Written exercise ::
Word for word, repeat the entries, minus the pictures.

Data records ::
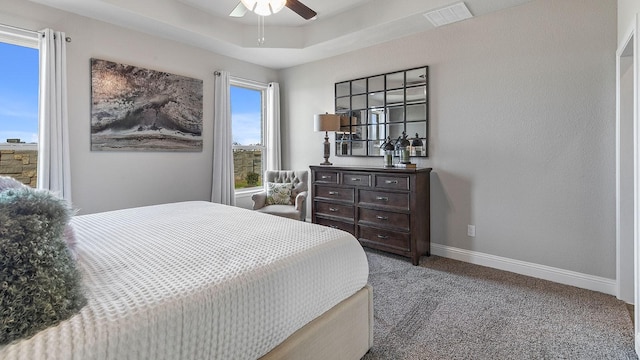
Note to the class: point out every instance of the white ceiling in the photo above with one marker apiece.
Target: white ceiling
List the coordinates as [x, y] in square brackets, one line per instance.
[341, 26]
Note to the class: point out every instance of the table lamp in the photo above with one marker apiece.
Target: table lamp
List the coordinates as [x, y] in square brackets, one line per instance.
[326, 123]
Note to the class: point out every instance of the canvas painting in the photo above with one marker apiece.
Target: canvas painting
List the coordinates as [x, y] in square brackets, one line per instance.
[136, 109]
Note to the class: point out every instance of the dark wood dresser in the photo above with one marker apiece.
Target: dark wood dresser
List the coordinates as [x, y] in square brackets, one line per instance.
[385, 209]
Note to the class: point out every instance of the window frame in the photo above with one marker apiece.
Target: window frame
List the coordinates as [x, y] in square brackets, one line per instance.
[262, 87]
[27, 39]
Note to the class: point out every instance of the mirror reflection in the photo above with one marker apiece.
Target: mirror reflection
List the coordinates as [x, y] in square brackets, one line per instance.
[380, 106]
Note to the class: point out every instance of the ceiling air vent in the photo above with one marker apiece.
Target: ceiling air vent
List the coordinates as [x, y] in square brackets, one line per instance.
[449, 14]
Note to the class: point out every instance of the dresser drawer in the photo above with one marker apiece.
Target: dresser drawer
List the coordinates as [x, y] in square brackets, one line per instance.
[386, 199]
[384, 219]
[393, 239]
[348, 227]
[356, 179]
[335, 193]
[329, 177]
[396, 182]
[345, 211]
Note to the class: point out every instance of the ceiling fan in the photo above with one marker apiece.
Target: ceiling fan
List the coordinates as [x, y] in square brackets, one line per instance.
[268, 7]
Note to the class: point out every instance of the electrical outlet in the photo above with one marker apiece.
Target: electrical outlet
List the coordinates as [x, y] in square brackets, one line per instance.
[471, 230]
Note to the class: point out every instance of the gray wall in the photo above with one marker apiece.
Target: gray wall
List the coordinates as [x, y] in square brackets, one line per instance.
[113, 180]
[522, 128]
[627, 10]
[521, 137]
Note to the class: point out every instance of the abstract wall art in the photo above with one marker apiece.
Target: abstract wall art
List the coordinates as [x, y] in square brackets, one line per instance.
[137, 109]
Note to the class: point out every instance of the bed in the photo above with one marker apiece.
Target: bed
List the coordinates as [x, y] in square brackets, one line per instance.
[198, 280]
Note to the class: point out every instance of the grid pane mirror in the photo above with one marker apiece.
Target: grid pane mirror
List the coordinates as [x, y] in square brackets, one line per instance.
[380, 106]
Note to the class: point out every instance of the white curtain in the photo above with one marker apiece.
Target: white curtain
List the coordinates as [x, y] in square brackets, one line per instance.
[53, 148]
[273, 160]
[222, 184]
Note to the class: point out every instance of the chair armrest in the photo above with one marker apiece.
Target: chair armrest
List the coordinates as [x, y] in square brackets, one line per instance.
[300, 199]
[259, 200]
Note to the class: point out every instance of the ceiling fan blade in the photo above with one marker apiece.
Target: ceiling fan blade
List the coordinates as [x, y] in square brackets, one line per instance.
[301, 9]
[239, 11]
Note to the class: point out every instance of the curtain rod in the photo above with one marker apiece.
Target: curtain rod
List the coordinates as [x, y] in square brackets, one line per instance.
[67, 38]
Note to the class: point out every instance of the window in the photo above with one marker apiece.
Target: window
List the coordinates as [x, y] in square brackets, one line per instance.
[19, 82]
[248, 124]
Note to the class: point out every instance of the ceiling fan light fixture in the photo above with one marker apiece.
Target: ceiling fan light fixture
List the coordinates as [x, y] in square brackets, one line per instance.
[264, 7]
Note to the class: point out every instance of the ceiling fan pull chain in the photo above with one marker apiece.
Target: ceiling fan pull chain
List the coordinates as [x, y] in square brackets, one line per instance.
[260, 30]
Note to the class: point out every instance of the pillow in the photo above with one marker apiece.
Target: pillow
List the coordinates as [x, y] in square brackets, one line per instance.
[40, 282]
[7, 182]
[279, 193]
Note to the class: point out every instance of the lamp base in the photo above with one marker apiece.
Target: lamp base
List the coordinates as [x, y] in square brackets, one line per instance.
[327, 149]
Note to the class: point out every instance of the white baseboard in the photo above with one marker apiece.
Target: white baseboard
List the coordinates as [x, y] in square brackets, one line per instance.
[590, 282]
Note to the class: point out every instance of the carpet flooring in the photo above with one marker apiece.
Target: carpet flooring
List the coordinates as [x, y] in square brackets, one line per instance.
[447, 309]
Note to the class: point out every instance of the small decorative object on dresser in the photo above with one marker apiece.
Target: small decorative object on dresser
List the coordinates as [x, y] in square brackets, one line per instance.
[385, 208]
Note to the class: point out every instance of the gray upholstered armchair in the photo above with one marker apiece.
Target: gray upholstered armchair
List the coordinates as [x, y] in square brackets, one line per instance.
[295, 206]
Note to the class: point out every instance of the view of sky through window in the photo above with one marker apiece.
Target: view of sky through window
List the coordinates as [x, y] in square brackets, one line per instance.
[246, 107]
[18, 93]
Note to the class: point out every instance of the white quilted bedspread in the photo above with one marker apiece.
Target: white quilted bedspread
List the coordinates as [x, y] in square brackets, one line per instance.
[197, 280]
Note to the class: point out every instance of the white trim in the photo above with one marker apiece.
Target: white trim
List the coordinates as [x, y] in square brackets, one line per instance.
[618, 191]
[567, 277]
[23, 146]
[20, 37]
[247, 192]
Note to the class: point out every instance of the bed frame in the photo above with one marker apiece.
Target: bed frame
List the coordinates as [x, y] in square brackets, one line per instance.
[344, 332]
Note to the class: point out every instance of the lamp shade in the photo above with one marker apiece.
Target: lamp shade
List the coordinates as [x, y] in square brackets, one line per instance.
[326, 122]
[264, 7]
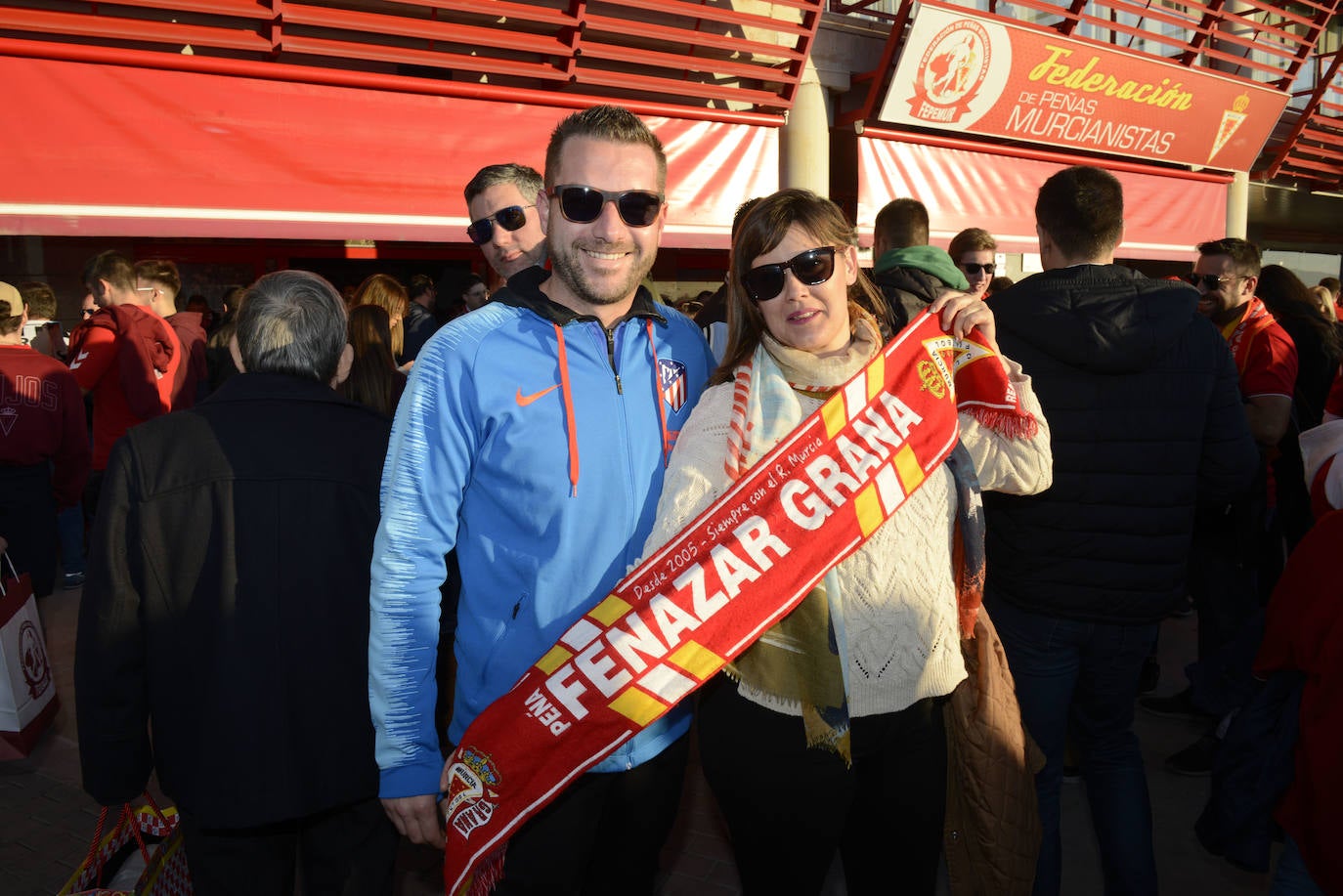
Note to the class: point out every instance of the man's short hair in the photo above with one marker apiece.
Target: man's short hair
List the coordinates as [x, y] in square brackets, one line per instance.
[420, 283]
[527, 180]
[113, 268]
[604, 122]
[1244, 254]
[291, 322]
[11, 309]
[1083, 211]
[161, 272]
[901, 223]
[39, 298]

Exercise output ::
Note to the class: point out every instance of the white ceiling in the photo above with one marker apiece.
Target: white ceiling
List the coordinates as [x, y] in square brackets, one line per instance.
[341, 26]
Note to the class: point out every instance of the table lamp in the photo above with one marker apiece.
Target: table lamp
List the coordinates as [x, y] in square brackets, one line per instance.
[326, 123]
Note to the class: point out every instance of the canvas painting in the photo above with one marker apiece.
Target: canvas painting
List the coordinates as [x, y] in square brackets, one line per instance.
[136, 109]
Note to the class: point out every instance of the dark wood dresser in the photo above with one marker apiece.
Target: dark wood dresser
List the coordinates as [x, y] in square brackets, one line per instance.
[385, 209]
Note to the class: point out every instance of the window frame in the photo above with one marker apiece.
Target: window frame
List the coordinates as [x, y] in square brackets, one line per instance.
[262, 87]
[27, 39]
Note to the class: point out every instance of the mirror reflection in the photo above with one marker apiece.
Target: mirror reflection
List the coordinates as [x, y] in square brackets, one line per instance.
[380, 106]
Note to the class: point out every instance of the ceiling air vent in the photo above with one marker apiece.
Target: ceiling air vent
List the coordinates as [x, y] in square brackets, one line per instance.
[449, 14]
Note to the class: point out every instance of the dresser drawer in the photo above with one marker apiece.
Target: dresser drawer
List the coordinates as [x, y] in square brackets, one line per instance.
[386, 199]
[384, 219]
[393, 239]
[348, 227]
[356, 179]
[335, 193]
[329, 177]
[396, 182]
[345, 211]
Note to the class: point out every instance of the ceiling fan in the photo above with one marker apiece.
Target: ceiling fan
List the coordinates as [x, y] in square brackets, one line per instance.
[268, 7]
Note to the class: point out every instance of the electrical outlet in the photo above with one marker apiece.
Target: electrical outlet
List the coordinates as [x, y] in square brackets, one line per instance.
[471, 230]
Note to the class: point out every instance of the gray wall in the photo above with one marker apiece.
Target: gray wall
List the coordinates as [x, y] in square brackets, one line per instance.
[113, 180]
[522, 128]
[627, 10]
[521, 137]
Note to the class: point out every instance of the abstract wall art in the photo above with one marker apiece.
Target: abstract wall art
List the coordinates as [x, y] in square brackets, one line per instance.
[137, 109]
Note to the class: point out every instance of the bed in the photo above with one marker apiece.
Target: bed
List the coordinates as [x, y] in square brackets, one line per instance.
[198, 280]
Note to the class: point out every instance of the grid pane mirror in the photo above with one marker apiece.
Target: grid pane mirror
List the coordinates as [x, y] in square brackets, one line per instance.
[380, 106]
Note to the class: point out every instance of the white curtain in the photo above with one marker apiece.
Target: white curtain
List the coordinates as [x, y] in square brackets, one line per instance.
[53, 148]
[273, 160]
[222, 184]
Note to the class: point out every instance of the chair armrest in the photo above with one marker apiece.
Target: chair armrest
List the coordinates as [x, y] in square brackets, one line per instance.
[300, 199]
[259, 200]
Note to the class: point out every instance of the ceiling fan blade in the photo above with one marker apiece.
Target: ceiling fan blade
List the coordinates as [x, y] in square brackets, one line per instance.
[301, 9]
[239, 11]
Note to the class: point out every instance of the curtain rod in the photo above with one marker apiece.
Target: curtain rod
List the coordinates as [x, y] in square brackets, one line per instance.
[67, 38]
Note to the class: point out every instance of the window in the photo above with one marker apiece.
Target: window
List the coordinates as [x, y] in square brackets, one line per instance.
[19, 82]
[248, 124]
Note to the class: point out every instance of the ceiling fan light fixture in the photo above with one marker apiece.
Target: ceiling fan light fixture
List the coordinates as [x, y] in square brackets, one line per instance.
[264, 7]
Note to the class: point out every instance of the ceiling fan pull chain in the photo above with one marker apiece.
Target: ceiling fan pull chain
List the coordinates as [x, y] in square brackets, one line per instance.
[260, 30]
Note to the class: point out every instance of the pillow in the photo above with one marker apiece.
Target: pillow
List the coordinates as [x, y] in square brackets, one line per instance.
[40, 282]
[7, 182]
[279, 193]
Note to the class: point out every instance of the lamp base in the photo above with one marker apiece.
Target: lamp base
List the coordinates as [x, y] in square brackets, one line per instance.
[327, 149]
Note to the class: point out every instance of the white baseboard in the photo above with one marker apiece.
Target: white baseboard
List the coordinates as [x, y] in square brackets, one line per instance.
[590, 282]
Note to the class: point out every instance of the carpet flooring in the photo above with one marker apiece.
Target: carpet flooring
List the coordinates as [x, y] in square brackets, one line per instance.
[447, 309]
Note to the class: point out every instance of the small decorative object on dresser in the photo above with one marker apiece.
Target: small decorative object on dresser
List the coordinates as [x, y] in square brackets, one line per instance.
[385, 208]
Note to the class: point out every instance of the gray upholstered armchair in the photo above with one marker apiece.
Target: gray upholstered armchair
List the coordinates as [x, y] in square brackets, one line per instance.
[295, 206]
Note to the class: point out every instance of the view of sky through window in the photo above with one marker apiece.
Target: view of sky through window
List the coordinates as [x, y] in square brackets, one line per instance.
[246, 107]
[18, 93]
Note to the class: point out every instance of the white quilted bedspread in the photo above with one marker apiece.
Target: white quilted bedspread
List the coordinates as [x, y] in square brackets, one line per instance.
[197, 280]
Note to the class: point out every instance of the white trim in the photo above with one marker apiece.
Target: white trim
List the coordinates as [x, y] in square brackets, one line per instance.
[618, 191]
[567, 277]
[23, 146]
[20, 37]
[247, 192]
Note to the class: point out every instance of the bed frame in the photo above with one marker apiece.
Target: bed frame
List the coordinates as [x, y] in square brackets, one line per instance.
[344, 332]
Note to the class: point out every instance of the lamp shade in the photo above with one marker apiece.
Target: lamp shade
List the coordinates as [x, y] in square brackets, one line per instance.
[326, 122]
[264, 7]
Note to the class: point out every instance of the man's short hair in the photo above with one marker apiece.
Target: man's short hair
List the coordinates as [x, y] in square brackets, one line per instance.
[420, 283]
[527, 180]
[113, 268]
[604, 122]
[1244, 254]
[291, 322]
[11, 309]
[1083, 211]
[161, 272]
[901, 223]
[39, 298]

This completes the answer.